> TEXTO DE REFERÊNCIA:
>>

Destaca-se, neste aspecto, ementa do eg. Tribunal Regional do Trabalho da 3ª Região, no sentido de que: ‘A cláusula penal tratada no art. 28 da Lei nº 9.615/98, que institui normas gerais sobre o desporto e dá outras providências, aplicável tanto ao atleta profissional quanto à entidade de prática desportiva, pois não há nada nesse dispositivo legal que autorize interpretação diversa (...).

No mesmo sentido, decisão proferida pelo eg. Tribunal Regional do Trabalho da 12º Região, embasando-se na afirmativa de que o ‘contrato de trabalho é, por natureza, sinalagmático, ou seja, preleciona reciprocidade de direitos e de obrigações’. (POLAK, 2004, p. 8).

Esse é o entendimento que vem prevalecendo na jurisprudência.

Pela interpretação teleológica da Lei n. 9.615/98, contudo, é possível concluir que a cláusula penal é devida apenas pelo empregado, tendo sido criada tão-só para substituir o "passe", extinto pela Lei Pelé.

<<

> INFORMAÇÕES APRESENTADAS:
>>

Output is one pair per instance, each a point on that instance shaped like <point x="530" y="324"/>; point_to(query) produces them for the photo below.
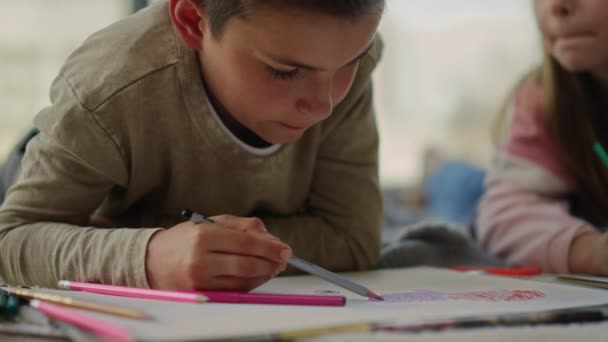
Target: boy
<point x="219" y="106"/>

<<

> EXERCÍCIO:
De acordo com o texto de referência, a cláusula penal foi criada para substituir o quê, segundo a interpretação teleológica da Lei n. 9.615/98? A listagem não tem nenhum papel nesta atividade.

> RESPOSTA ESPERADA:
Para substituir o "passe", extinto pela Lei Pelé.